> WORK ORDER
Return each entry precisely as it appears below.

Stored records
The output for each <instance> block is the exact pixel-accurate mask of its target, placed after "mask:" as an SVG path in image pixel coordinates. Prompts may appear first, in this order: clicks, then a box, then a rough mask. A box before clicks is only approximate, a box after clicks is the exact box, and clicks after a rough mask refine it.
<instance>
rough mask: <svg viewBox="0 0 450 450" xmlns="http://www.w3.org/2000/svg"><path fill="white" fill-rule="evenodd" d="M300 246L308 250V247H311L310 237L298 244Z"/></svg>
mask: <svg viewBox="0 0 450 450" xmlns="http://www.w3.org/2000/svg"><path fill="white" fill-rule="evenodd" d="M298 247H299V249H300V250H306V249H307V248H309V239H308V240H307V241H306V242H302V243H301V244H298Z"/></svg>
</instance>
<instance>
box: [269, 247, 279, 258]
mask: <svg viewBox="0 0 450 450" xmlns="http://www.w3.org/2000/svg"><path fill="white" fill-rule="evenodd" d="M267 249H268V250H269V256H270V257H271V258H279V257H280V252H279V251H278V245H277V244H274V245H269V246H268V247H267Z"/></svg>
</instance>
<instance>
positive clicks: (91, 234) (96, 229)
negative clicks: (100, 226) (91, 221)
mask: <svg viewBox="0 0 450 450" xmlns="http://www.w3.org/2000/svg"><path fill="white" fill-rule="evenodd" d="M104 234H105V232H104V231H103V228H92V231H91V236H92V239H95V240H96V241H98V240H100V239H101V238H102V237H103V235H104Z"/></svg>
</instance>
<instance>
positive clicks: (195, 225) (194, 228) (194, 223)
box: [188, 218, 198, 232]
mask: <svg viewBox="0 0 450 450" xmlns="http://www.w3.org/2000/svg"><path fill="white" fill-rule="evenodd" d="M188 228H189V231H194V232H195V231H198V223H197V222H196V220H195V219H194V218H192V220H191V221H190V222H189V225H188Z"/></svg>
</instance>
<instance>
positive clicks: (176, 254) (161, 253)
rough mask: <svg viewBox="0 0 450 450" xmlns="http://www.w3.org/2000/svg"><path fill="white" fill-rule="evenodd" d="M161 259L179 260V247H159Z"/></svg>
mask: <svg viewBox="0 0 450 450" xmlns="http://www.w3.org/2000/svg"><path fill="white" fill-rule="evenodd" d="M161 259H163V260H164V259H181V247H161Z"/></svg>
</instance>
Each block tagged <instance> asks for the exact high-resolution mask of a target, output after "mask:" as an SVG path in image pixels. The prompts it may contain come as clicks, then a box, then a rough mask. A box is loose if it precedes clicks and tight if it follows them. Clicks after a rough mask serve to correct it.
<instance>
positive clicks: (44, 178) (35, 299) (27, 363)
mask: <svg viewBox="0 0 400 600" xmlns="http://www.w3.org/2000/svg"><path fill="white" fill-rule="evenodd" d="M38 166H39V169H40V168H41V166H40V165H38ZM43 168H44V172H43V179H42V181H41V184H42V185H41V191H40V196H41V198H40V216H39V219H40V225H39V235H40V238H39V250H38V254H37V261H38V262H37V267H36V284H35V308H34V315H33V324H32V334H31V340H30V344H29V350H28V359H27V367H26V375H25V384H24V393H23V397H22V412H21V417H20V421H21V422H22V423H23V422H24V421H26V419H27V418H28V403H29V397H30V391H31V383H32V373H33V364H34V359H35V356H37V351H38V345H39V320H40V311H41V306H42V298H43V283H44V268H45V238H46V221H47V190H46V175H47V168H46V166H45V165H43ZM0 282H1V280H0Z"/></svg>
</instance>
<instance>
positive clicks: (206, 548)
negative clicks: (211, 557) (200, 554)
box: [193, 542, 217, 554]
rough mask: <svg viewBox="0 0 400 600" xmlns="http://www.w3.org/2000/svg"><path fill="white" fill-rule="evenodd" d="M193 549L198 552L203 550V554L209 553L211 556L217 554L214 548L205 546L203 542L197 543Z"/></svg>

> YOUR SOLUTION
The output for each <instance> block is the exact pixel-accurate mask of its target, placed after "mask:" as an SVG path in image pixel coordinates. Prompts may appear first, in this order: clicks, then a box, then a rough mask. A box before clicks is only approximate, a box after clicks is the exact box, and clicks after a rough mask refine it.
<instance>
rough mask: <svg viewBox="0 0 450 450" xmlns="http://www.w3.org/2000/svg"><path fill="white" fill-rule="evenodd" d="M300 246L308 250V247H311L310 237L298 244Z"/></svg>
mask: <svg viewBox="0 0 450 450" xmlns="http://www.w3.org/2000/svg"><path fill="white" fill-rule="evenodd" d="M298 247H299V249H300V250H306V249H307V248H309V239H308V240H307V241H306V242H302V243H301V244H298Z"/></svg>
</instance>
<instance>
box: [269, 247, 279, 258]
mask: <svg viewBox="0 0 450 450" xmlns="http://www.w3.org/2000/svg"><path fill="white" fill-rule="evenodd" d="M267 249H268V250H269V256H270V257H271V258H279V257H280V252H279V251H278V245H277V244H274V245H269V246H268V247H267Z"/></svg>
</instance>
<instance>
positive clicks: (91, 234) (96, 229)
negative clicks: (100, 226) (91, 221)
mask: <svg viewBox="0 0 450 450" xmlns="http://www.w3.org/2000/svg"><path fill="white" fill-rule="evenodd" d="M104 234H105V232H104V231H103V228H92V231H91V236H92V239H95V240H96V241H98V240H100V239H101V238H102V237H103V235H104Z"/></svg>
</instance>
<instance>
positive clicks: (195, 225) (194, 228) (194, 223)
box: [188, 218, 198, 232]
mask: <svg viewBox="0 0 450 450" xmlns="http://www.w3.org/2000/svg"><path fill="white" fill-rule="evenodd" d="M188 228H189V231H194V232H195V231H198V223H197V222H196V220H195V219H194V218H192V220H191V221H190V222H189V225H188Z"/></svg>
</instance>
<instance>
positive clicks: (176, 254) (161, 253)
rough mask: <svg viewBox="0 0 450 450" xmlns="http://www.w3.org/2000/svg"><path fill="white" fill-rule="evenodd" d="M161 259L179 260V247H159Z"/></svg>
mask: <svg viewBox="0 0 450 450" xmlns="http://www.w3.org/2000/svg"><path fill="white" fill-rule="evenodd" d="M161 259H163V260H164V259H181V247H161Z"/></svg>
</instance>
Each block tagged <instance> asks for the exact high-resolution mask of a target, output after "mask:" as an SVG path in image pixels. The prompts it may contain come as clicks, then a box, then a rough mask. A box is loose if it precedes clicks and tight if it follows them. Clicks after a rough mask serve to correct it.
<instance>
positive clicks: (44, 178) (35, 299) (27, 363)
mask: <svg viewBox="0 0 400 600" xmlns="http://www.w3.org/2000/svg"><path fill="white" fill-rule="evenodd" d="M38 166H39V169H40V168H41V166H40V165H38ZM43 168H44V172H43V179H42V181H41V184H42V185H41V191H40V196H41V198H40V216H39V219H40V225H39V235H40V238H39V250H38V254H37V261H38V262H37V267H36V284H35V308H34V315H33V324H32V334H31V340H30V344H29V350H28V359H27V367H26V375H25V384H24V393H23V397H22V412H21V417H20V421H21V422H22V423H23V422H24V421H26V419H27V418H28V403H29V397H30V391H31V383H32V373H33V364H34V359H35V356H37V351H38V345H39V320H40V311H41V306H42V298H43V283H44V268H45V238H46V221H47V190H46V175H47V168H46V166H45V165H43ZM0 282H1V280H0Z"/></svg>
</instance>
<instance>
positive clicks: (206, 548)
negative clicks: (211, 557) (200, 554)
box: [193, 542, 217, 554]
rough mask: <svg viewBox="0 0 400 600" xmlns="http://www.w3.org/2000/svg"><path fill="white" fill-rule="evenodd" d="M193 549L198 552L203 550V554L209 553L211 556L217 554L214 548L205 546L203 542L197 543Z"/></svg>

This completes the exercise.